Kirsten Agla

University San Francisco Quito, Ecuador

I am writing this article at an elevation of over 9,000 feet in Quito, Ecuador, the country’s capital, and the altitude sickness is real.

During the first couple of weeks I was exhausted and hungry all the time and had to frequently take naps, but I have since adjusted and miss the ability to eat and sleep more than the average person.

Why did I choose to study in Ecuador?

Well, Ecuador uses the U.S. dollar so I didn’t need to exchange my money, there is only an hour time difference now due to daylight saving time, I get to experience city life and the food is delicious and full of carbs.

Also, one of my majors is Spanish, so that’s a no-brainer.

I experienced a different type of culture shock than other Keene State College study abroad students.

This is because I went to India for three weeks for the Honors Global Engagement Program, spent a day at home in which I mostly slept and then flew to Ecuador straight after.

Contributed photos / Kristen Agla

Contributed photos / Kristen Agla

Going from India, a country that shows zero public displays of affection between the opposite genders, to a city inundated with couples making out all over the place really confused my travel-rattled brain.

However, I have noticed one cultural similarity that these countries share but the U.S. does not, which is that kids tend to live with their parents during college and afterwards, often until they are married.

This astounded me — mostly because I can’t imagine living with my parents until I’m 30.

I just couldn’t do it.

Sorry, Mom and Dad, no offense.

Being in your late twenties or older and still living with your parents in U.S. culture is an atrocity that signifies that you are a loser (haven’t you seen “Failure to Launch?”).

Yet, after my initial shock wore off, I could see the value in this cultural norm.

==*==

Problems to work on »
a) In the study-abroad article, what currency does Ecuador use?
b) Print the passage of the study-abroad article between "Well, Ecuador uses" and "study abroad students.", inclusive.

Material provided »
==*==

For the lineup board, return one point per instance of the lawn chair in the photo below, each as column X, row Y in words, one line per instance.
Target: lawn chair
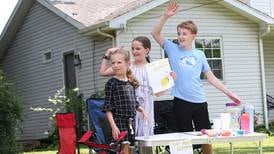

==*==

Solutions in order »
a) The U.S. dollar.

b)
Well, Ecuador uses the U.S. dollar so I didn’t need to exchange my money, there is only an hour time difference now due to daylight saving time, I get to experience city life and the food is delicious and full of carbs.

Also, one of my majors is Spanish, so that’s a no-brainer.

I experienced a different type of culture shock than other Keene State College study abroad students.